## start Given entries

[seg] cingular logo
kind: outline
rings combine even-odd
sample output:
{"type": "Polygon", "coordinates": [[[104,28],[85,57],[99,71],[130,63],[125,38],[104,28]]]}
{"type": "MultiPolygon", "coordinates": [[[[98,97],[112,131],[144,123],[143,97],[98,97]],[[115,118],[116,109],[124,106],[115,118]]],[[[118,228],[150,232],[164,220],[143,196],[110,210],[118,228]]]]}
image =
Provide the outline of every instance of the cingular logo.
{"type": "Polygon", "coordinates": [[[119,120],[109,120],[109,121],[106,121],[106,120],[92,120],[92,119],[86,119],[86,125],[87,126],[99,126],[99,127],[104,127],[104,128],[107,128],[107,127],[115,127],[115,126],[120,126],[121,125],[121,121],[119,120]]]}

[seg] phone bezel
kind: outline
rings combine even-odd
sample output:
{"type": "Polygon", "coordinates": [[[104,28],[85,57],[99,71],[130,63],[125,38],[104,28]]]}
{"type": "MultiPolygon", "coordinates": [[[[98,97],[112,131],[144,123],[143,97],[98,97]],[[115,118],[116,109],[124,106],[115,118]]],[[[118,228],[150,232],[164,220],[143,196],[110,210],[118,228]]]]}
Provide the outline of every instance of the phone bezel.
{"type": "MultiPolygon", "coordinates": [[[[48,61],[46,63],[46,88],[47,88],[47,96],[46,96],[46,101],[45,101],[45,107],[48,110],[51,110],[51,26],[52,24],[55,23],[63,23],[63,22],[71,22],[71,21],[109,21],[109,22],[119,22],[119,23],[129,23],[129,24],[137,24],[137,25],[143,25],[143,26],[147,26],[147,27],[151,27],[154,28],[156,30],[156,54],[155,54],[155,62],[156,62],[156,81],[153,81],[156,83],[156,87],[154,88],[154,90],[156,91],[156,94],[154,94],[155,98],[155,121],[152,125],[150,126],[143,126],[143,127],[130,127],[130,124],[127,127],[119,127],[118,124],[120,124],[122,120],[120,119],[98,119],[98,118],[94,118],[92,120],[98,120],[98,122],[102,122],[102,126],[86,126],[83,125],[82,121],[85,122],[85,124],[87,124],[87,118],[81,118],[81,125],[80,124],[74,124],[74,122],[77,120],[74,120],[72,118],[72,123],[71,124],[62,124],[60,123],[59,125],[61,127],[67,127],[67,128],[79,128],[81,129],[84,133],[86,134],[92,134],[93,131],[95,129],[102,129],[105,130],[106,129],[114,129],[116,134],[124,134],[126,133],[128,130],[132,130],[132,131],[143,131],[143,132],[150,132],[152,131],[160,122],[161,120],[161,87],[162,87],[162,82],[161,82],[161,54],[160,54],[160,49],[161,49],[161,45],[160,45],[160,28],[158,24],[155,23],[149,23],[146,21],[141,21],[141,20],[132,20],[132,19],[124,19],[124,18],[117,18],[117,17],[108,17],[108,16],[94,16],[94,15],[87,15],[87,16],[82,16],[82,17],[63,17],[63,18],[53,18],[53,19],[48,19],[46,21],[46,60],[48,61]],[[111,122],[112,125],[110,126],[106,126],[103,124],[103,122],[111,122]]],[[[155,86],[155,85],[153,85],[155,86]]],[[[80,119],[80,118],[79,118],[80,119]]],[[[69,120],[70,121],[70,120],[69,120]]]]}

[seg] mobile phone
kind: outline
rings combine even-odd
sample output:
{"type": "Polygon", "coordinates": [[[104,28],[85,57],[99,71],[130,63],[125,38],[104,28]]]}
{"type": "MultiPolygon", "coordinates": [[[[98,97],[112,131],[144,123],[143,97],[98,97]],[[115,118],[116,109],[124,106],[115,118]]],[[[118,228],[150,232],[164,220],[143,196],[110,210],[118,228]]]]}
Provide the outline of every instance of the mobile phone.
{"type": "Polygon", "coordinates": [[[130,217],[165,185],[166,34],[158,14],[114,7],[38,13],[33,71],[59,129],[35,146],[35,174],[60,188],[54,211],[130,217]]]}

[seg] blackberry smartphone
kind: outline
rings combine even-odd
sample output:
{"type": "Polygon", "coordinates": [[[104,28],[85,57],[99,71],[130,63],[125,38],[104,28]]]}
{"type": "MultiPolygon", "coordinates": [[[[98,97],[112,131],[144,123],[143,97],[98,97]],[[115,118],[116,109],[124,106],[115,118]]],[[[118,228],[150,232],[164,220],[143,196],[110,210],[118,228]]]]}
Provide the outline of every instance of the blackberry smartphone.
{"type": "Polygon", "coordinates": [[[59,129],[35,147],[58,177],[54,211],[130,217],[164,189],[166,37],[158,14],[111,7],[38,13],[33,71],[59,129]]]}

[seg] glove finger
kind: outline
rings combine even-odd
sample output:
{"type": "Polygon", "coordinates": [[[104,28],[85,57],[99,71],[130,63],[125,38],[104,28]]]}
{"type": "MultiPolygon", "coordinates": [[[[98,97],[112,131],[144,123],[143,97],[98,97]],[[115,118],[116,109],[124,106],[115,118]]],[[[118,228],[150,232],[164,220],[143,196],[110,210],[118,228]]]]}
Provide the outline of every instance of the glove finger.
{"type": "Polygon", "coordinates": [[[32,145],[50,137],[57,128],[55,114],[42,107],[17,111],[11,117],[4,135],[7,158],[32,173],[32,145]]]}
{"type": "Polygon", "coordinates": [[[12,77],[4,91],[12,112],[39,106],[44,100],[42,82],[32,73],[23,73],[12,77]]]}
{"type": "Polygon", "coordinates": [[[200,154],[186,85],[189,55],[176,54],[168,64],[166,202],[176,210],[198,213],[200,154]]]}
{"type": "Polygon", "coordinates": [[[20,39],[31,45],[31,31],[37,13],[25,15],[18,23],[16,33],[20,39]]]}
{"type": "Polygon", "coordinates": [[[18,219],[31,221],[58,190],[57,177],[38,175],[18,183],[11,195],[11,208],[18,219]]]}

## end Given entries

To be done.
Repeat every entry exactly as written above.

Task solution.
[seg] cingular logo
kind: outline
rings combine even-odd
sample output:
{"type": "Polygon", "coordinates": [[[104,28],[85,57],[99,71],[130,63],[125,38],[104,28]]]}
{"type": "MultiPolygon", "coordinates": [[[[98,97],[112,131],[144,123],[143,97],[98,97]],[[115,118],[116,109],[124,106],[115,118]]],[[[118,228],[150,232],[164,220],[143,196],[110,210],[118,228]]]]}
image =
Provide the outline of every instance of the cingular logo.
{"type": "Polygon", "coordinates": [[[119,120],[109,120],[109,121],[106,121],[106,120],[92,120],[92,119],[86,119],[86,125],[87,126],[99,126],[99,127],[104,127],[104,128],[107,128],[107,127],[115,127],[115,126],[120,126],[121,125],[121,121],[119,120]]]}

[seg] phone bezel
kind: outline
rings combine even-odd
sample output:
{"type": "Polygon", "coordinates": [[[104,28],[85,57],[99,71],[130,63],[125,38],[104,28]]]}
{"type": "MultiPolygon", "coordinates": [[[[98,97],[112,131],[144,123],[143,97],[98,97]],[[115,118],[116,109],[124,106],[115,118]]],[[[118,228],[150,232],[164,220],[143,196],[110,210],[118,228]]]]}
Provide the outline of every instance of the phone bezel.
{"type": "MultiPolygon", "coordinates": [[[[48,61],[46,63],[46,88],[47,88],[47,96],[46,96],[46,101],[45,101],[45,107],[48,110],[51,110],[51,26],[52,24],[55,23],[63,23],[63,22],[71,22],[71,21],[109,21],[109,22],[119,22],[119,23],[129,23],[129,24],[137,24],[137,25],[143,25],[143,26],[147,26],[147,27],[151,27],[154,28],[156,30],[156,54],[155,54],[155,62],[156,62],[156,81],[153,81],[156,83],[156,87],[154,88],[154,90],[156,91],[156,94],[154,94],[155,98],[155,121],[152,125],[150,126],[143,126],[143,127],[130,127],[130,124],[127,127],[119,127],[118,124],[120,124],[122,120],[120,119],[98,119],[98,118],[94,118],[92,120],[98,120],[98,122],[102,122],[102,126],[86,126],[83,125],[82,121],[85,122],[85,124],[87,124],[87,118],[81,118],[81,125],[80,124],[74,124],[74,122],[77,120],[74,120],[72,118],[72,123],[71,124],[62,124],[60,123],[59,125],[61,127],[67,127],[67,128],[79,128],[81,129],[84,133],[86,134],[92,134],[93,131],[95,129],[102,129],[105,130],[106,129],[114,129],[116,134],[124,134],[126,133],[128,130],[132,130],[132,131],[143,131],[143,132],[150,132],[152,131],[160,122],[161,120],[161,87],[162,87],[162,82],[161,82],[161,54],[160,54],[160,49],[161,49],[161,45],[160,45],[160,28],[158,24],[155,23],[149,23],[146,21],[141,21],[141,20],[132,20],[132,19],[124,19],[124,18],[117,18],[117,17],[108,17],[108,16],[94,16],[94,15],[87,15],[87,16],[82,16],[82,17],[63,17],[63,18],[53,18],[53,19],[48,19],[46,21],[46,60],[48,61]],[[111,122],[112,125],[110,126],[106,126],[103,124],[103,122],[111,122]]],[[[155,86],[155,85],[153,85],[155,86]]],[[[80,119],[80,118],[79,118],[80,119]]],[[[69,120],[70,121],[70,120],[69,120]]]]}

[seg] mobile phone
kind: outline
rings combine even-odd
sample output:
{"type": "Polygon", "coordinates": [[[104,28],[85,57],[99,71],[130,63],[125,38],[104,28]]]}
{"type": "MultiPolygon", "coordinates": [[[[98,97],[112,131],[144,123],[143,97],[98,97]],[[115,118],[116,109],[124,106],[115,118]]],[[[118,228],[150,232],[164,220],[143,196],[110,210],[118,228]]]]}
Provide the outline of every instance of the mobile phone.
{"type": "Polygon", "coordinates": [[[130,217],[165,185],[166,34],[158,14],[114,7],[38,13],[33,71],[59,129],[35,146],[35,174],[60,188],[54,211],[130,217]]]}

[seg] blackberry smartphone
kind: outline
rings combine even-odd
sample output:
{"type": "Polygon", "coordinates": [[[104,28],[85,57],[99,71],[130,63],[125,38],[104,28]]]}
{"type": "MultiPolygon", "coordinates": [[[[98,97],[112,131],[144,123],[143,97],[98,97]],[[115,118],[116,109],[124,106],[115,118]]],[[[118,228],[150,232],[164,220],[143,196],[110,210],[118,228]]]]}
Provide the outline of every instance of the blackberry smartphone.
{"type": "Polygon", "coordinates": [[[59,129],[35,147],[58,177],[54,211],[130,217],[164,189],[166,37],[158,14],[111,7],[38,13],[33,71],[59,129]]]}

[seg] glove finger
kind: outline
rings combine even-odd
sample output:
{"type": "Polygon", "coordinates": [[[104,28],[85,57],[99,71],[130,63],[125,38],[104,28]]]}
{"type": "MultiPolygon", "coordinates": [[[[98,97],[112,131],[144,123],[143,97],[98,97]],[[115,118],[116,109],[124,106],[115,118]]],[[[118,228],[150,232],[164,220],[143,196],[110,210],[118,228]]]]}
Provide the outline of every instance of the glove finger.
{"type": "Polygon", "coordinates": [[[32,145],[50,137],[57,128],[55,114],[42,107],[17,111],[11,117],[4,135],[7,158],[32,173],[32,145]]]}
{"type": "Polygon", "coordinates": [[[12,77],[4,91],[12,112],[39,106],[44,100],[42,82],[32,73],[23,73],[12,77]]]}
{"type": "Polygon", "coordinates": [[[200,154],[186,85],[189,55],[176,54],[168,64],[166,202],[176,210],[198,213],[200,154]]]}
{"type": "Polygon", "coordinates": [[[20,39],[31,45],[31,31],[37,13],[25,15],[18,23],[16,33],[20,39]]]}
{"type": "Polygon", "coordinates": [[[18,219],[31,221],[58,190],[57,177],[38,175],[18,183],[11,195],[11,208],[18,219]]]}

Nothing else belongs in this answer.